Your task: From the entries, filter out every line that lacks "gear" and copy the rest.

*** Data provided Section Begins ***

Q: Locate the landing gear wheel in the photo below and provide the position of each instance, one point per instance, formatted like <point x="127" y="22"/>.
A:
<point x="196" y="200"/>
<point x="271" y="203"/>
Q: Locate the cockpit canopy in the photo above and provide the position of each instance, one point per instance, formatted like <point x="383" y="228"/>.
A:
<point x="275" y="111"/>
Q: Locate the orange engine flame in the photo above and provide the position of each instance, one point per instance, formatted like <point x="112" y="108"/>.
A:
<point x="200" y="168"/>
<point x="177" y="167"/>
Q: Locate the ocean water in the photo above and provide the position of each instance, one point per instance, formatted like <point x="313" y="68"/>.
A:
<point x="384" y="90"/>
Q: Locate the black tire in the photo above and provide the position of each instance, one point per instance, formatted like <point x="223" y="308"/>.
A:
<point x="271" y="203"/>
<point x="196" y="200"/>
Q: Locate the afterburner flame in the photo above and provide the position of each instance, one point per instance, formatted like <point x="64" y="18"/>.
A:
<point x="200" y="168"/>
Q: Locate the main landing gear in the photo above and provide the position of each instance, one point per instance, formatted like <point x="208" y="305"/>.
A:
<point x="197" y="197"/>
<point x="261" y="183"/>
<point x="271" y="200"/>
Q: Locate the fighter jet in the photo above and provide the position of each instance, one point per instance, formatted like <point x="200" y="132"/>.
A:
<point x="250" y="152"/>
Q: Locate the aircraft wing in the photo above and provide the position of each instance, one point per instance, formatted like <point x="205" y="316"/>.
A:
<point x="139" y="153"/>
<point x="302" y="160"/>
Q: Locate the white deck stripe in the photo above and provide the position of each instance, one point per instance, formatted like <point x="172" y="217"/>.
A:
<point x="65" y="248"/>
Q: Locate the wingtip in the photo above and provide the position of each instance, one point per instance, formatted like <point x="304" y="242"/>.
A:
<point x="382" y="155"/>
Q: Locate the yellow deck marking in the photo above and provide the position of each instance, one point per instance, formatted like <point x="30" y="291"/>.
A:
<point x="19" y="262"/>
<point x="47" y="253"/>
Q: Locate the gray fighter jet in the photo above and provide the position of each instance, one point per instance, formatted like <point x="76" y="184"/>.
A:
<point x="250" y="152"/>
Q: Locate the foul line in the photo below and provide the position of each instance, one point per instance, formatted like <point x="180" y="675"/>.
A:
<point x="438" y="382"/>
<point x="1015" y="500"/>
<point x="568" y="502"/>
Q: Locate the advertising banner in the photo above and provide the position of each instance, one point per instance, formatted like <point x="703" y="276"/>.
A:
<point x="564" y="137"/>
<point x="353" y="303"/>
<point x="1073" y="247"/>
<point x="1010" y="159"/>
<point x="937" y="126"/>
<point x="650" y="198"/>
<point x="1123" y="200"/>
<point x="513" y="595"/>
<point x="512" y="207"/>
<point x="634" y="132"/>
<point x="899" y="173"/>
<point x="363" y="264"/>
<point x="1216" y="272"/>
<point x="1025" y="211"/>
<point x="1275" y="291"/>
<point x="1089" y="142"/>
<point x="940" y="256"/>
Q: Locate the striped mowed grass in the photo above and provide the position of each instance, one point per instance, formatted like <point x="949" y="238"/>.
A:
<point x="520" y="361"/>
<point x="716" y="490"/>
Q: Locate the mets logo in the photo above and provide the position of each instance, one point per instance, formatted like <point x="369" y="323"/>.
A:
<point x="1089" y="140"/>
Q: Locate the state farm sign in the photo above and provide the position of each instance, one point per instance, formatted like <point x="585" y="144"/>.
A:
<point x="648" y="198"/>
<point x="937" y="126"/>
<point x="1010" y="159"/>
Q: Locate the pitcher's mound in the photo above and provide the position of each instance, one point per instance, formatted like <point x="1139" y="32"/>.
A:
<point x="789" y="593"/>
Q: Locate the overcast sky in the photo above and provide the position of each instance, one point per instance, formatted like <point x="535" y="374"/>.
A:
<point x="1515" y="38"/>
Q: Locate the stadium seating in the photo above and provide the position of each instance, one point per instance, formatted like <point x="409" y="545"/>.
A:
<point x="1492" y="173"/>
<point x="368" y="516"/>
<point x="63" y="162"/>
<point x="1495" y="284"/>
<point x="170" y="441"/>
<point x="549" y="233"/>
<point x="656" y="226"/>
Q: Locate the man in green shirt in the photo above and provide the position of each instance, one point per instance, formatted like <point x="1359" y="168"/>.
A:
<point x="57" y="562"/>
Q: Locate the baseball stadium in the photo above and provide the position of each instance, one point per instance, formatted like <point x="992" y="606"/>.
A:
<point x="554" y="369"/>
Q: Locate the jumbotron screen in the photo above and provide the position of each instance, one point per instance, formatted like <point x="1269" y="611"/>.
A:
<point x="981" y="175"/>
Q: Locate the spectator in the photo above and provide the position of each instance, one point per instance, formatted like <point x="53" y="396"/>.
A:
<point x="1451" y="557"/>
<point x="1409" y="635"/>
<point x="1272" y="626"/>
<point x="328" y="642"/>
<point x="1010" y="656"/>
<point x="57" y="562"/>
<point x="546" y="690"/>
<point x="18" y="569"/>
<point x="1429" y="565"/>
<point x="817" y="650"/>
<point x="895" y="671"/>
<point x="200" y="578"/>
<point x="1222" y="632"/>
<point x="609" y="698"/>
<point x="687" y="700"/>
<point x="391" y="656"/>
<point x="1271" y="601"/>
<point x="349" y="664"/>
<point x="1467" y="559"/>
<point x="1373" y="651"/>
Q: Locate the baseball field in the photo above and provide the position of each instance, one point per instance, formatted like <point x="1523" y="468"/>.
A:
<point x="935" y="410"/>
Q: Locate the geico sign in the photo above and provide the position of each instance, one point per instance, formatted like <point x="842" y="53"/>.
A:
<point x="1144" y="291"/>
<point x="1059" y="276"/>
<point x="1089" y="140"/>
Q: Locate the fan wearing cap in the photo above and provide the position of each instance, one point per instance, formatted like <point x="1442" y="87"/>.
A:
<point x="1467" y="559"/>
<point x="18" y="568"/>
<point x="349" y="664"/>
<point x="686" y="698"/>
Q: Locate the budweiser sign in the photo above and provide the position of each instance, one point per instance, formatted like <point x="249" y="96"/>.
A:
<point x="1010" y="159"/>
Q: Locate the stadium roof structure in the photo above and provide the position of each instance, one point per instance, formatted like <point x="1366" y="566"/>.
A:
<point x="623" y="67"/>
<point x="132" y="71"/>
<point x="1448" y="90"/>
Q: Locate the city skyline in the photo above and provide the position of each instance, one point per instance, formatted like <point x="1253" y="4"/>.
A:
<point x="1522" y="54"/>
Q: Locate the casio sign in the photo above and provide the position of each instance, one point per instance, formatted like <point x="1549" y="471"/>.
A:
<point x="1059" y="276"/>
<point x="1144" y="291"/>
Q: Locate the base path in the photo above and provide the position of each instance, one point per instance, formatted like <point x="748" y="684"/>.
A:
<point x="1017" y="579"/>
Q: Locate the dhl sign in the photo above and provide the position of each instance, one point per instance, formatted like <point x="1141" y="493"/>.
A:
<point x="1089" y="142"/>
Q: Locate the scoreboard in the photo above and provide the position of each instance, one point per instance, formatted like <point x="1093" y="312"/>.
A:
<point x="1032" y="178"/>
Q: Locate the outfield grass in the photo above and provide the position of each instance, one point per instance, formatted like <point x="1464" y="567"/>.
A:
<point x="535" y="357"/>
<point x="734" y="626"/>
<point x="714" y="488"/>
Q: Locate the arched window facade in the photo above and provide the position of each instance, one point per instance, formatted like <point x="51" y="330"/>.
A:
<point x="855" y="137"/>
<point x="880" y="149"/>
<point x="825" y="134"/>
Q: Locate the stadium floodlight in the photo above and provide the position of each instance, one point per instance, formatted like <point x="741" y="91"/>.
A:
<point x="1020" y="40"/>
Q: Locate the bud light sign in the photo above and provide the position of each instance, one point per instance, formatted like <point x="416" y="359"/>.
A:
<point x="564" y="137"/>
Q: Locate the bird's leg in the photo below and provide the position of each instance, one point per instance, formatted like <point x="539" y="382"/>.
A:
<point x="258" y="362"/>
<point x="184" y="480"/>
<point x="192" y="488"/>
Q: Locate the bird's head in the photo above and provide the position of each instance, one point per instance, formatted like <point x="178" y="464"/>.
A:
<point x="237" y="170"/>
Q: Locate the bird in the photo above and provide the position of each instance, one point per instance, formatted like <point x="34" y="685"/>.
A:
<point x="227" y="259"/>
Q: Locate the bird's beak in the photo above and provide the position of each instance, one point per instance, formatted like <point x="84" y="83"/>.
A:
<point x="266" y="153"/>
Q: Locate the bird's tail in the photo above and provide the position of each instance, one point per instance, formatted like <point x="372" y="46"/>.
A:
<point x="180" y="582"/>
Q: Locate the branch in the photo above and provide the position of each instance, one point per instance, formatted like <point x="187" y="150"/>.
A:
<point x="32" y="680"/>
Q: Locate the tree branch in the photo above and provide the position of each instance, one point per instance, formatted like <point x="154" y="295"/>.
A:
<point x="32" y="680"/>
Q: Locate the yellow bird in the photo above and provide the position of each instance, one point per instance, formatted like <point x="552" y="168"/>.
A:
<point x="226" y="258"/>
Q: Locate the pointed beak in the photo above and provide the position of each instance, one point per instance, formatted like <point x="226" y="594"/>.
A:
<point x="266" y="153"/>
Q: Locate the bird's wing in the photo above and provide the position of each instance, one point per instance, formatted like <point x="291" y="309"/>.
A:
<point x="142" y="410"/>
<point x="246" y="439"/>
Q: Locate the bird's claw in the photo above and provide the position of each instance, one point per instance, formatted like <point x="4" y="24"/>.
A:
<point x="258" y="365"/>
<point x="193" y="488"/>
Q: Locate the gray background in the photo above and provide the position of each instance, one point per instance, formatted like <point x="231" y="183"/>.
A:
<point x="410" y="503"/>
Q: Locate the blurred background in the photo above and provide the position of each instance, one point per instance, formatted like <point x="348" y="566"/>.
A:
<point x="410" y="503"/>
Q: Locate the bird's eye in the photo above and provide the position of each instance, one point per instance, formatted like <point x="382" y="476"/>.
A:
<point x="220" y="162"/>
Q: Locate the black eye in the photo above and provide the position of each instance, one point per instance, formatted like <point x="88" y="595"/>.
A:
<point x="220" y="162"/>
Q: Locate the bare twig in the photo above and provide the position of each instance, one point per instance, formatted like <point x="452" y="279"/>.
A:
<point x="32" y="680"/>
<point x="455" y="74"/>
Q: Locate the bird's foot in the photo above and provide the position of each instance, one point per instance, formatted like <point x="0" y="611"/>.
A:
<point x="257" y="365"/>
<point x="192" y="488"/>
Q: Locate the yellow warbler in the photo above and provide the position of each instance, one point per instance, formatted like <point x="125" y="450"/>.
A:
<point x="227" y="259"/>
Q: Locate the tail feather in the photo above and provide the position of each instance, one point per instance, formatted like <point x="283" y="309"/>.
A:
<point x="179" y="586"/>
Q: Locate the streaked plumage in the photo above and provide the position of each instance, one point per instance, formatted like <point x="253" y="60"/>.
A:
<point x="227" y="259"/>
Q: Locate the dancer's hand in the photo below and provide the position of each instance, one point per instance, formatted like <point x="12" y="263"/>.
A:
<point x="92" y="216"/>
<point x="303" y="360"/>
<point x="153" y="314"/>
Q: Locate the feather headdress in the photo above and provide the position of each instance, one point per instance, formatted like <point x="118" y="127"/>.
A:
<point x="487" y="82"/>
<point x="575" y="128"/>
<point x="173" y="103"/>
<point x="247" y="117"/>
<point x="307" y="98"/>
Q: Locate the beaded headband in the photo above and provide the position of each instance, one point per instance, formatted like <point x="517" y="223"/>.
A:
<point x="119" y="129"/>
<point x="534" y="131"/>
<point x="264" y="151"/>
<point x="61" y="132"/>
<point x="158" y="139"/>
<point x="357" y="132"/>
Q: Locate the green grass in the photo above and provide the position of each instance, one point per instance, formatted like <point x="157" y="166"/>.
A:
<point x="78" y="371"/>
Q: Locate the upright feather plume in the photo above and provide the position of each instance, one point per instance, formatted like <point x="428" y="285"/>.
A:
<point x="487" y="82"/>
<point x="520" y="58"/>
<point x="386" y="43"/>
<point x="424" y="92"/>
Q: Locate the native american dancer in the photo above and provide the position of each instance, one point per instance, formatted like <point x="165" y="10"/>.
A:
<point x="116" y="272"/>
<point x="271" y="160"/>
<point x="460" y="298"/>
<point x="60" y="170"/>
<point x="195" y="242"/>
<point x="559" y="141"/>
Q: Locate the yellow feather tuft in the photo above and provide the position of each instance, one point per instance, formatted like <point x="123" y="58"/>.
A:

*** Data provided Section Ends ***

Result of this task:
Q: Locate the landing gear wheel in the photo below and provide the position of each instance, one point per instance, formatted like <point x="127" y="22"/>.
Q: Locate the main landing gear in the photo above and provide the position of each instance, one point per instance, formatted like <point x="208" y="305"/>.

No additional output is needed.